SELECTED EXCERPT:
Recently, my perspectives on relationships have undergone a profound transformation, shaking the very core of my beliefs. It has become evident to me that many of us, especially those residing in Nairobi, project a facade in our interactions. Nairobi seems to be a grand social experiment where one needs a touch of cunning to navigate.
This city teaches you to speak without truly saying anything. It is a place of performance, where Nairobi itself is a stage, and its inhabitants mere players. Conversations often take peculiar turns, with questions leading to partial answers that serve as springboards for other topics. Everyone seems to have an agenda, something they want to express or avoid sharing.
Through numerous dates, I’ve realized that the ideals I once held sacred as a young man, such as physical appearances, are not what sustains a meaningful relationship. Although physical attributes like an appealing figure catch my eye, they don’t define the success of a partnership.
Allow me to share a true story without mentioning names. A woman, whom we’ll call Cindy, recently proposed marriage to me. However, I was taken aback when I asked what she brought to the table, and she simply replied, “The table” — jokingly referring to her value. Nonetheless, it startled me because I value a partner’s unique qualities and humor in a relationship. I wish her the best of luck, though.

EXERCISE DATA:
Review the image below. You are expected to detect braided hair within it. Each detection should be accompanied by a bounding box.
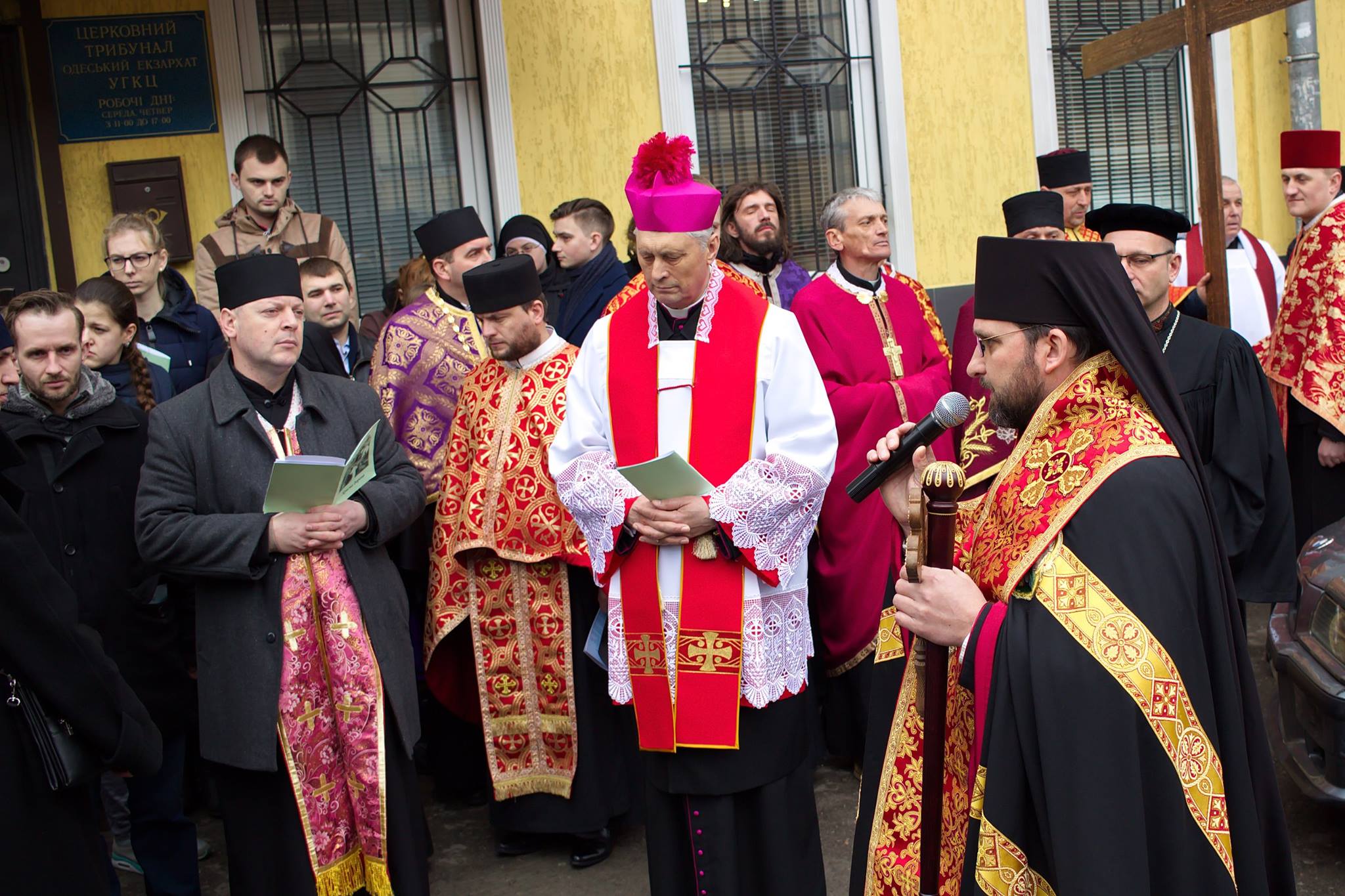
[76,277,158,412]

EXERCISE DETAILS: Render this sentence from the piece on relationships in Nairobi into Spanish: "This city teaches you to speak without truly saying anything."

WRITTEN RESPONSE: Esta ciudad te enseña a hablar sin decir realmente nada.